▶ **Directions**: Retype each line of the listing. Do not alter anything.

▶ **Materials provided**:
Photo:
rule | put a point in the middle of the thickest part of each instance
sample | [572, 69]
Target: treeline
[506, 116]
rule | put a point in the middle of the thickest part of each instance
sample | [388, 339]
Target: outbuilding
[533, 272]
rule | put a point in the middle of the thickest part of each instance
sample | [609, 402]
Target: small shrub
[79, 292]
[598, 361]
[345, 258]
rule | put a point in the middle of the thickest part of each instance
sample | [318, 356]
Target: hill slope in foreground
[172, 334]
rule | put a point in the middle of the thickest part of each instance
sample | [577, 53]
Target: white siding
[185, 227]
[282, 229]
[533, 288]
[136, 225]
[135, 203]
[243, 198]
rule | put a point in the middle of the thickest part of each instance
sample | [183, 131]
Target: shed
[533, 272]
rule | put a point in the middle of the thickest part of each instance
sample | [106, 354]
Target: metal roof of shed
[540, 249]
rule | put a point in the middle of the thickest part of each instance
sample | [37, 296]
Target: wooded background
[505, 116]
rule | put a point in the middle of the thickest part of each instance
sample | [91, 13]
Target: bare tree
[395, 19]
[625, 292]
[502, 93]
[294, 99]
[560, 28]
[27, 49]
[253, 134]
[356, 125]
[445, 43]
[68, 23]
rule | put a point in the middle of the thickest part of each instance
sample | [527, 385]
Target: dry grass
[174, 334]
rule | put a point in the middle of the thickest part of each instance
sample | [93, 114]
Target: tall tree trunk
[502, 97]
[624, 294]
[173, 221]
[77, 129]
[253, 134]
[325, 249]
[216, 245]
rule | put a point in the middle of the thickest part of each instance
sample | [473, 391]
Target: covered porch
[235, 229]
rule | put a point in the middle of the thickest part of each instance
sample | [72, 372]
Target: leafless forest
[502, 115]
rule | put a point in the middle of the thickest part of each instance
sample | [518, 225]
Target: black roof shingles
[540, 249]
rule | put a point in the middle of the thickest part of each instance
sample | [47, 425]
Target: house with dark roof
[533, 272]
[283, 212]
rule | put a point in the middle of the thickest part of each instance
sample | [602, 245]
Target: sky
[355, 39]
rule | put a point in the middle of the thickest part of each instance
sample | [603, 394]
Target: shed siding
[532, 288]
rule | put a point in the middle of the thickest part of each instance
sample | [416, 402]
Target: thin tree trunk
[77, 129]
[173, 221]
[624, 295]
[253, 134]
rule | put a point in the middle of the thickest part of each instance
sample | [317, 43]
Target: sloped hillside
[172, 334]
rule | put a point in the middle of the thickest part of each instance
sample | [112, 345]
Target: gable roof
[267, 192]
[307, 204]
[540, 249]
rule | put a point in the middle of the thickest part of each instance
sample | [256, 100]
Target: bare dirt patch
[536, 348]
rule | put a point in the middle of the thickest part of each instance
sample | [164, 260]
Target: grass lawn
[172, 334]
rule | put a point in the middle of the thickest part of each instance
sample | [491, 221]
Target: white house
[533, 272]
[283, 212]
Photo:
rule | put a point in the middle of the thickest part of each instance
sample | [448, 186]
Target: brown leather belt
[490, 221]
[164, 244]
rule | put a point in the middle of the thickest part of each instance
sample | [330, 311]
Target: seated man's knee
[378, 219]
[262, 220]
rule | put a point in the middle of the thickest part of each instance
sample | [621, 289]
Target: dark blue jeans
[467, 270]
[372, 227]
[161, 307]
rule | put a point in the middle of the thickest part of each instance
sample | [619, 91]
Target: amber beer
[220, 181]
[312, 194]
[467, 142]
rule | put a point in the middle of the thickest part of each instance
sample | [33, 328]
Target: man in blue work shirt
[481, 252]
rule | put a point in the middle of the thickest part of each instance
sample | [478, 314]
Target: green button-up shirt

▶ **Task output**:
Photo:
rule | put a point in the middle of the thickest part of each instance
sample | [572, 69]
Target: treeline
[506, 116]
rule | put a point in the middle of the thickest part of each instance
sample | [388, 339]
Target: outbuilding
[533, 272]
rule | put a point in the middle of the thickest part of each instance
sample | [609, 402]
Target: small shrub
[79, 292]
[598, 361]
[345, 258]
rule | put a point in the middle of the thickest part of each instance
sample | [318, 356]
Target: hill slope in foreground
[172, 334]
rule | put a point in the middle of the thickest part of each instance
sample | [577, 53]
Target: white siding
[185, 227]
[282, 229]
[533, 288]
[136, 225]
[135, 203]
[243, 198]
rule | put a point in the middle of the thickest part of each instance
sample | [183, 131]
Target: shed
[533, 272]
rule | put a point in the middle of the thickest part of each instance
sample | [106, 354]
Target: metal roof of shed
[540, 249]
rule | put a point in the middle of the thickest part of each instance
sample | [37, 296]
Target: wooded background
[505, 116]
rule | put a point in the middle of the thickest part of each instance
sample | [91, 13]
Target: bare tree
[395, 19]
[625, 292]
[502, 93]
[294, 99]
[560, 28]
[27, 49]
[253, 134]
[356, 125]
[445, 43]
[68, 23]
rule | put a point in the middle of the thickest part of each instance
sample | [527, 385]
Target: dry grass
[174, 334]
rule | put a point in the middle of the thickest part of each instance
sample | [93, 114]
Target: tall tree trunk
[502, 97]
[624, 294]
[173, 221]
[77, 129]
[253, 134]
[325, 249]
[216, 245]
rule | put a point in the middle of the thickest part of each instance
sample | [473, 391]
Target: covered porch
[235, 229]
rule | put a point in the middle of the thickest part of each instance
sample | [72, 372]
Target: leafless forest
[502, 115]
rule | put a point in the middle of the thickest part of each instance
sample | [518, 225]
Target: black roof shingles
[540, 249]
rule | put a point in the middle of the thickest part of each instance
sample | [47, 425]
Target: house with dark roof
[533, 272]
[283, 212]
rule | put a point in the middle of the thickest part of each instance
sample | [602, 245]
Target: sky
[355, 39]
rule | put a point in the middle of the thickest part of each instance
sample | [603, 394]
Target: shed siding
[532, 288]
rule | put a point in the middle of the thickest part of each instance
sample | [416, 402]
Target: thin tree trunk
[77, 129]
[173, 221]
[624, 295]
[253, 134]
rule | put a point in the middle of the thickest part of each instance
sample | [317, 43]
Target: sloped hillside
[172, 334]
rule | put a point in the middle of the thickest part of each instance
sample | [112, 345]
Target: gable roof
[267, 192]
[307, 204]
[540, 249]
rule | put a point in the middle of the thickest part of each instance
sample | [256, 100]
Target: bare dirt patch
[536, 348]
rule | put a point in the middle of the thickest part of each instance
sample | [164, 260]
Target: grass lawn
[172, 334]
rule | put a point in the middle of the thickest part of each instance
sample | [491, 221]
Target: white house
[533, 272]
[283, 212]
Photo:
rule | put a point in the middle of the thickest part of each instance
sample | [448, 186]
Target: brown leather belt
[490, 221]
[164, 244]
rule | put a point in the middle of the thickest part of each instance
sample | [330, 311]
Target: seated man's knee
[378, 219]
[262, 220]
rule | put a point in the middle of the thickest part of each instance
sample | [621, 289]
Target: dark blue jeans
[467, 270]
[372, 227]
[161, 307]
rule | put a point in the middle of the thickest part of each instance
sample | [619, 91]
Target: amber beer
[220, 181]
[312, 194]
[467, 142]
rule | put a point in the middle of the thickest part of each instance
sample | [33, 328]
Target: man in blue work shirt
[481, 252]
rule | put a point in the middle of the thickest part of each instance
sample | [478, 314]
Target: green button-up shirt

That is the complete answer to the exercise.